▶ [DOCUMENT EXCERPT]:
BEGIN

UNITED STATES
SECURITIES AND EXCHANGE COMMISSION
Washington, D.C. 20549
 


 
FORM 8-K
 
CURRENT REPORT
Pursuant to Section 13 or 15(d) of the Securities Exchange Act of 1934
 
Date of Report (Date of earliest event reported): November 11, 2008
 
COMMERCE ENERGY GROUP, INC.
(Exact Name of registrant as specified in its charter)
 
Delaware
 
001-32239
 
20-0501090
(State or other jurisdiction of
 incorporation)
 
(Commission File Number)
 
(IRS Employer
 Identification No.)
         
600 Anton Blvd., Suite 2000
  Costa Mesa , California
 
92626
(Address of principal executive offices)
 
(Zip Code)
 
Registrant’s telephone number, including area code:   (714) 259-2500
 
Not Applicable
(Former name or former address, if changed since last report)
 
Check the appropriate box below if the Form 8-K filing is intended to simultaneously satisfy the filing obligation of the registrant under any of the following provisions:
 
o Written communications pursuant to Rule 425 under the Securities Act (17 CFR 230.425)
ý Soliciting material pursuant to Rule 14a-12 under the Exchange Act (17 CFR 240.14a-12)
o Pre-commencement communications pursuant to Rule 14d-2(b) under the Exchange Act (17 CFR 240.14d-2 (b))
o Pre-commencement communications pursuant to Rule 13e-4(c) under the Exchange Act (17 CFR 240.13e-4(c))
 
 

 
 

 

I tem 1.01.                          Entry into a Material Definitive Agreement.
 
On November 11, 2008, Commerce Energy Group, Inc. (the “Company”) and Universal Energy Group Ltd. (“UEG”) entered into a letter agreement (the “Letter Agreement”) pursuant to which the Company agreed to a period of exclusive negotiations extending through November 26, 2008 (the “Exclusivity Period”) in order to conduct due diligence and reach a definitive agreement relating to a potential transaction between the Company and UEG (the “Proposed Transaction”).
 
The Proposed Transaction would involve a purchase by UEG of: (i) certain of the Company’s assets (the “Purchased Assets”), including, but not limited to, all customer contracts relating to the natural gas retailing business currently being conducted by the Company and its subsidiaries in Ohio, all customer contracts relating to the electricity retailing business currently being conducted by the Company and its subsidiaries in Pennsylvania, New Jersey, Maryland and Michigan, and all licenses related thereto; (ii) newly issued shares of the Company’s common stock (the “Shares”) amounting to 49% of the issued and outstanding shares of the Company’s common stock, after giving effect to the issuance of the Shares; and (iii) a warrant (the “Warrant”) to acquire up to that number of additional newly issued shares of the Company’s common stock (the “Warrant Shares”) that, when taken together with the Shares, would amount to 66 2/3% of the issued and outstanding shares of the Company’s common stock as of the closing date of the Proposed Transaction, after giving effect to the issuance of the Shares and the Warrant Shares (assuming the Warrant is exercised in full on the closing date of the Proposed Transaction). The Letter Agreement contemplates that UEG would pay the Company an aggregate of $16 million in cash for the Purchased Assets, the Shares and the Warrant.

END

▶ [TASK INSTRUCTIONS]: Transcribe the passage of the Form 8-K filing that begins at the words "Registrant’s telephone number, including" and stops after the words "CFR 240.14d-2 (b))".

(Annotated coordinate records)
BEGIN

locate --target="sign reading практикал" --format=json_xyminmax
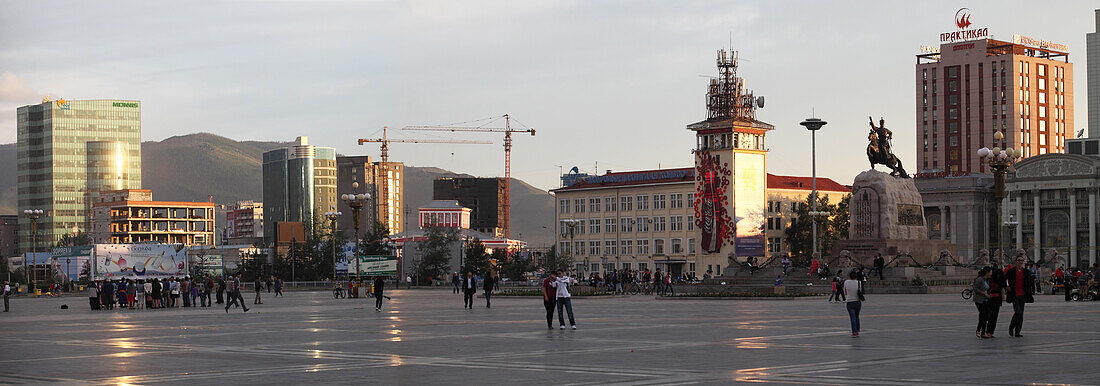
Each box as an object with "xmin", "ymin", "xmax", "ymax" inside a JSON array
[{"xmin": 349, "ymin": 255, "xmax": 397, "ymax": 275}]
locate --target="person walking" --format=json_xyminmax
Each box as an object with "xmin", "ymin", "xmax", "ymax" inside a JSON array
[
  {"xmin": 844, "ymin": 271, "xmax": 864, "ymax": 338},
  {"xmin": 542, "ymin": 271, "xmax": 558, "ymax": 330},
  {"xmin": 252, "ymin": 276, "xmax": 264, "ymax": 305},
  {"xmin": 3, "ymin": 282, "xmax": 11, "ymax": 312},
  {"xmin": 550, "ymin": 271, "xmax": 576, "ymax": 330},
  {"xmin": 371, "ymin": 276, "xmax": 387, "ymax": 312},
  {"xmin": 970, "ymin": 267, "xmax": 993, "ymax": 339},
  {"xmin": 462, "ymin": 271, "xmax": 477, "ymax": 309},
  {"xmin": 1004, "ymin": 254, "xmax": 1035, "ymax": 338},
  {"xmin": 226, "ymin": 274, "xmax": 249, "ymax": 313},
  {"xmin": 218, "ymin": 277, "xmax": 226, "ymax": 305},
  {"xmin": 482, "ymin": 271, "xmax": 496, "ymax": 308}
]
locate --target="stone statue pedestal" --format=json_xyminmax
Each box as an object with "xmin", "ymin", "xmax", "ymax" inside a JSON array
[{"xmin": 832, "ymin": 169, "xmax": 957, "ymax": 266}]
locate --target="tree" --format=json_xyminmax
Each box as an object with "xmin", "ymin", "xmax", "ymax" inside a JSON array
[
  {"xmin": 539, "ymin": 246, "xmax": 573, "ymax": 272},
  {"xmin": 783, "ymin": 194, "xmax": 848, "ymax": 266},
  {"xmin": 54, "ymin": 231, "xmax": 92, "ymax": 246},
  {"xmin": 416, "ymin": 227, "xmax": 459, "ymax": 285},
  {"xmin": 461, "ymin": 238, "xmax": 491, "ymax": 276}
]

END

▶ [SOLUTION FOR THIS PROBLEM]:
Registrant’s telephone number, including area code:   (714) 259-2500
 
Not Applicable
(Former name or former address, if changed since last report)
 
Check the appropriate box below if the Form 8-K filing is intended to simultaneously satisfy the filing obligation of the registrant under any of the following provisions:
 
o Written communications pursuant to Rule 425 under the Securities Act (17 CFR 230.425)
ý Soliciting material pursuant to Rule 14a-12 under the Exchange Act (17 CFR 240.14a-12)
o Pre-commencement communications pursuant to Rule 14d-2(b) under the Exchange Act (17 CFR 240.14d-2 (b))